[TASK OBJECTIVE] Return each of the lines below that contains the word "sunset", copying every one in full.

[MATERIAL TO PROCESS]

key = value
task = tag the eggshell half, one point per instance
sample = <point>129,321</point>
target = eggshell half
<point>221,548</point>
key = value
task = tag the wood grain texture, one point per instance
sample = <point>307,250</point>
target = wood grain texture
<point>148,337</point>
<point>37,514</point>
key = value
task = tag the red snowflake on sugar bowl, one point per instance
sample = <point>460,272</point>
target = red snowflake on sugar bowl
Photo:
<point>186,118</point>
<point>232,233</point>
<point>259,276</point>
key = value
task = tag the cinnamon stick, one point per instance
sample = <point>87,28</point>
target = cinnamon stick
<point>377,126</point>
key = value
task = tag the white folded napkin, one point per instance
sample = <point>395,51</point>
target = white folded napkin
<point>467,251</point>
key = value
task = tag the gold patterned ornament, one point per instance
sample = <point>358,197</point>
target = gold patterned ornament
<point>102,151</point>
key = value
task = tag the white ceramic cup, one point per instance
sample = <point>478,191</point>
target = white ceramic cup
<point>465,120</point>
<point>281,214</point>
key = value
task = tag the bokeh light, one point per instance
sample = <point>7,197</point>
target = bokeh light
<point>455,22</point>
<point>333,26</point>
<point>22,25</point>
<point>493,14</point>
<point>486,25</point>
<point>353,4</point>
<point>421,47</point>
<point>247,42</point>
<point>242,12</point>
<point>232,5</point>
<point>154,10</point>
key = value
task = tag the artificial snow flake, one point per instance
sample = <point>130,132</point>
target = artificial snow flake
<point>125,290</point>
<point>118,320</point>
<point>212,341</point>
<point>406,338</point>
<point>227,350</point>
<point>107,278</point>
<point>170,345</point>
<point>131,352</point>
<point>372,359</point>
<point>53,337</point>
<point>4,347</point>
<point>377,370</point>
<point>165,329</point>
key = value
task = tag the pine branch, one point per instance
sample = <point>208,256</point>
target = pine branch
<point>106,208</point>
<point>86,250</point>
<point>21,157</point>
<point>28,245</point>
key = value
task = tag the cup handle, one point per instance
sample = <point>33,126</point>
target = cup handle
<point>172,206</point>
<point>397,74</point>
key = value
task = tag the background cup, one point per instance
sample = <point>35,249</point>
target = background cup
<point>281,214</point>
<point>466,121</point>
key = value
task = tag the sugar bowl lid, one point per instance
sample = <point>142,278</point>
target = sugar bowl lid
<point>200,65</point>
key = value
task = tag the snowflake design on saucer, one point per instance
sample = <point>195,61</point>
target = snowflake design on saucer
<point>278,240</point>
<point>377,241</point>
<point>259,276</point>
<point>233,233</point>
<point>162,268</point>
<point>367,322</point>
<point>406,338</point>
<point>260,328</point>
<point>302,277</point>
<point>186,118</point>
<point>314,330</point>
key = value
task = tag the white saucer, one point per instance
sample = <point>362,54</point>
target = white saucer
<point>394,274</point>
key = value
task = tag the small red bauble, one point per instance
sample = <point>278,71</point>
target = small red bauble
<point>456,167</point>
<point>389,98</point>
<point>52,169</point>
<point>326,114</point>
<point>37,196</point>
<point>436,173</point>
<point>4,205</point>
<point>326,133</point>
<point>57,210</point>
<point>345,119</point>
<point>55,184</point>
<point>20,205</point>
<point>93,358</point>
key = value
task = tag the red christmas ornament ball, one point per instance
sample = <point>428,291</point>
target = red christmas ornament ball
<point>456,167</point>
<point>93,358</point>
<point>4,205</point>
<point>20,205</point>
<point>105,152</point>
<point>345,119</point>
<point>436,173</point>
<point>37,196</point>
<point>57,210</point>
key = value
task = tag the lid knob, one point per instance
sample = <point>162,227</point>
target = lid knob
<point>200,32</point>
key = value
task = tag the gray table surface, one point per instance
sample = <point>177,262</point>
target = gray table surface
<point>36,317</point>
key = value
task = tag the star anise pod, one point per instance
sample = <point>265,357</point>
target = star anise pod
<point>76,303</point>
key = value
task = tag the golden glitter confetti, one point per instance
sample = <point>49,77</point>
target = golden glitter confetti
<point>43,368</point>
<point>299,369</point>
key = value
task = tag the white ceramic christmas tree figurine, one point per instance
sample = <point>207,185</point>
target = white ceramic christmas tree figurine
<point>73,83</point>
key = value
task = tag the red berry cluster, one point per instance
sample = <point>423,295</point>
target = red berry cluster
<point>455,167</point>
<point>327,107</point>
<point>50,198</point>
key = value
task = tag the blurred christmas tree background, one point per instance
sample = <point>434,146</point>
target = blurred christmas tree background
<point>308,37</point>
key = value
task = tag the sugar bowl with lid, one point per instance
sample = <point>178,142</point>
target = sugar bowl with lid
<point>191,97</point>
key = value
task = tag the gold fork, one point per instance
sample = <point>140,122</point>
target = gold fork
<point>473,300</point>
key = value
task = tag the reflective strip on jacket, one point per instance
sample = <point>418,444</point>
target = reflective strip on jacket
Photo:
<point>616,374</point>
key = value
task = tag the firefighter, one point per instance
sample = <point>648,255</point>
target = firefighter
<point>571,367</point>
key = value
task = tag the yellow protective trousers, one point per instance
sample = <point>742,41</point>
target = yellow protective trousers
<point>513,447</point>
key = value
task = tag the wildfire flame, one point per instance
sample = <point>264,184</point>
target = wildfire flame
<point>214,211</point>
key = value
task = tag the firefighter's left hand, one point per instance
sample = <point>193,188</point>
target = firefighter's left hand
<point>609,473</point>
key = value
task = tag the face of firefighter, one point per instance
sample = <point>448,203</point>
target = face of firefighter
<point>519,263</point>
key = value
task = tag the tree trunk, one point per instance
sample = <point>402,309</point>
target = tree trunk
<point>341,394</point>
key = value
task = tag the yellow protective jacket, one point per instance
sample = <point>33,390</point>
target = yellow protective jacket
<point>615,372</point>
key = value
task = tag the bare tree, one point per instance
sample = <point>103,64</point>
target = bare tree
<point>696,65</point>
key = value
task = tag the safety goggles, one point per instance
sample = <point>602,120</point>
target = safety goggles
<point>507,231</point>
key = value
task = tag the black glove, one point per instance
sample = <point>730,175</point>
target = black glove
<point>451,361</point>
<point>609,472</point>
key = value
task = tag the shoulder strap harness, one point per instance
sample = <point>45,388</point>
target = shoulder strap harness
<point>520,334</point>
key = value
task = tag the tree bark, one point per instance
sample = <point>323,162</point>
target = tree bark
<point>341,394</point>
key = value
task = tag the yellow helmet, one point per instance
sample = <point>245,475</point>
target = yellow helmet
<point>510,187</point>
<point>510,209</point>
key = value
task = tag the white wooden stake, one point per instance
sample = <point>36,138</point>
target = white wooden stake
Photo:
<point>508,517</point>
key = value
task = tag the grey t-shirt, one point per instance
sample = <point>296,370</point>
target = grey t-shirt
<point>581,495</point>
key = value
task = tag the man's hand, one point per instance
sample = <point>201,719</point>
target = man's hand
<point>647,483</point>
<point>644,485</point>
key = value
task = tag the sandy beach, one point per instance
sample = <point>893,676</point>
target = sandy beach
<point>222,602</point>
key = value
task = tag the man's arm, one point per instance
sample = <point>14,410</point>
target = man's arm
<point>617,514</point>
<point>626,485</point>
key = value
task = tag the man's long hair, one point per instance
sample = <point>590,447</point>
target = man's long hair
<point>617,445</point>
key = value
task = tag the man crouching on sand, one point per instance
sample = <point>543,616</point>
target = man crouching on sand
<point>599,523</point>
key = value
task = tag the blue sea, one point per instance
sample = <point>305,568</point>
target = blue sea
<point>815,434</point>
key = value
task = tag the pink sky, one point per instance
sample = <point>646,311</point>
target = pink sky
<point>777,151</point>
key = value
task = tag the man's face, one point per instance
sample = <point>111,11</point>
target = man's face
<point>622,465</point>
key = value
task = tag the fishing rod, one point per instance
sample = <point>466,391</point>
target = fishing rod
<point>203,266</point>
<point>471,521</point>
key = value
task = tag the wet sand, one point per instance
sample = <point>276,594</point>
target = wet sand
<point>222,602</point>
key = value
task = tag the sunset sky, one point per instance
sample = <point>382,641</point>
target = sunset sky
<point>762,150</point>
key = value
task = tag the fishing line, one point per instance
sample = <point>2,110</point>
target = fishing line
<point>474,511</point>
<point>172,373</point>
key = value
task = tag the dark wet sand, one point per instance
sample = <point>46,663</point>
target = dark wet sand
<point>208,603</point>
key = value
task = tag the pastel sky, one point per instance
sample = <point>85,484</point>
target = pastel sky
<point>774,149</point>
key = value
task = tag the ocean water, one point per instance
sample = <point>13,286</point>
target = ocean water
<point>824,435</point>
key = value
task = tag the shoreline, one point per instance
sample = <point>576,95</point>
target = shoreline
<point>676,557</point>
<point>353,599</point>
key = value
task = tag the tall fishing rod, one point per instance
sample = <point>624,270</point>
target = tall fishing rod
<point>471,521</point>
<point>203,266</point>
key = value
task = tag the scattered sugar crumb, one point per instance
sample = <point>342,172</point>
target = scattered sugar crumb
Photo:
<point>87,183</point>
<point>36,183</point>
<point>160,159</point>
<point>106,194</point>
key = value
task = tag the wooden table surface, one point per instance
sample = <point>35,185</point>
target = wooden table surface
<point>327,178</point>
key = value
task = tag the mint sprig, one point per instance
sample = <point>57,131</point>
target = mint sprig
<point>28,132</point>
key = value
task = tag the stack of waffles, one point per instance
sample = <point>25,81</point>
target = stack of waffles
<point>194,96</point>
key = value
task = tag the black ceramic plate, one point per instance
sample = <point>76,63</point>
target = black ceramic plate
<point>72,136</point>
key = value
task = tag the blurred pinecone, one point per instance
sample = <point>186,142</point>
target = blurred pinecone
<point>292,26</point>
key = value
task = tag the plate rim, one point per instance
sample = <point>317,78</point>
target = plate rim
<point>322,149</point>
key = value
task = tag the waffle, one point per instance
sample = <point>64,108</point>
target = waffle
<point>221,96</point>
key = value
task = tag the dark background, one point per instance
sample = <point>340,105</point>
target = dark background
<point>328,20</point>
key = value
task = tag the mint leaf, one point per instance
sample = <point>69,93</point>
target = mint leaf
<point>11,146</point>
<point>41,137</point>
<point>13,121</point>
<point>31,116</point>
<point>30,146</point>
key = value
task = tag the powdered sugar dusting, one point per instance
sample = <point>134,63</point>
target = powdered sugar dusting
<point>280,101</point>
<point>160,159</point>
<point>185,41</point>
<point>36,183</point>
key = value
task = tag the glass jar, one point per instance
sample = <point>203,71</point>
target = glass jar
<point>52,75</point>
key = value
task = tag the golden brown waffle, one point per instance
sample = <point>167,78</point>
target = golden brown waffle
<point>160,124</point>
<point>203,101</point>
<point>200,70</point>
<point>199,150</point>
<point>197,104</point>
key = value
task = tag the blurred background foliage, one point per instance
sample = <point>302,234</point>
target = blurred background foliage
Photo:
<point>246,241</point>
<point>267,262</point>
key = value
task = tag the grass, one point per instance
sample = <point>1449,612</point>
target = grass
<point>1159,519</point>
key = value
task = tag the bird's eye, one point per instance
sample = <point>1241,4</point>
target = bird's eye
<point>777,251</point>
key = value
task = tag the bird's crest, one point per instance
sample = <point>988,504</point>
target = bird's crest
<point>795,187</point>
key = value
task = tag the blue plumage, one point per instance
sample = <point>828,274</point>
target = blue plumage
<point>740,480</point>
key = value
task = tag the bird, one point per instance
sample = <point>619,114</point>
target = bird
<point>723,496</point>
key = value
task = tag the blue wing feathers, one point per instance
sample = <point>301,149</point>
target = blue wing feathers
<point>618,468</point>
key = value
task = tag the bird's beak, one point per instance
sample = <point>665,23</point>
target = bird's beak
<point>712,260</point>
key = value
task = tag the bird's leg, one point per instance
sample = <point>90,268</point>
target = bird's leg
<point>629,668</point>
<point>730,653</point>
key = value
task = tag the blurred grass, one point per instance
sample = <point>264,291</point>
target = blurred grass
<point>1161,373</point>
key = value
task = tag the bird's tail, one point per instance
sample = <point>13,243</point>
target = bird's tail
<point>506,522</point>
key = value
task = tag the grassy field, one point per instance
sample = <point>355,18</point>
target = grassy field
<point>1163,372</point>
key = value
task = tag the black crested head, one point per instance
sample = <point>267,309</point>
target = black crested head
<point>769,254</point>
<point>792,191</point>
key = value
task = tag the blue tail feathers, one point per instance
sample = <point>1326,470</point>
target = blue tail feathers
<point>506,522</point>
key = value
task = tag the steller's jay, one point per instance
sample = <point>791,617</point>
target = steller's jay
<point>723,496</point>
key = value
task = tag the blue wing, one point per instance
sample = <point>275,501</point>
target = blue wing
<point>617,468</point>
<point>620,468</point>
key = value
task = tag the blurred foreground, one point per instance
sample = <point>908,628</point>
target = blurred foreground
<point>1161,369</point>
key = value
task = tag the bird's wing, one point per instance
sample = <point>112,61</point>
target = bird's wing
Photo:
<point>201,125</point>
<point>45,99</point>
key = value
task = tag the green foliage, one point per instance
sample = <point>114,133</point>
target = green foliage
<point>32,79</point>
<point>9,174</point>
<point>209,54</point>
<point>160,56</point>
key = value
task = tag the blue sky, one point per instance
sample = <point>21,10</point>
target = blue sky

[FINAL RESULT]
task = tag the sunset sky, one point per instance
target = sunset sky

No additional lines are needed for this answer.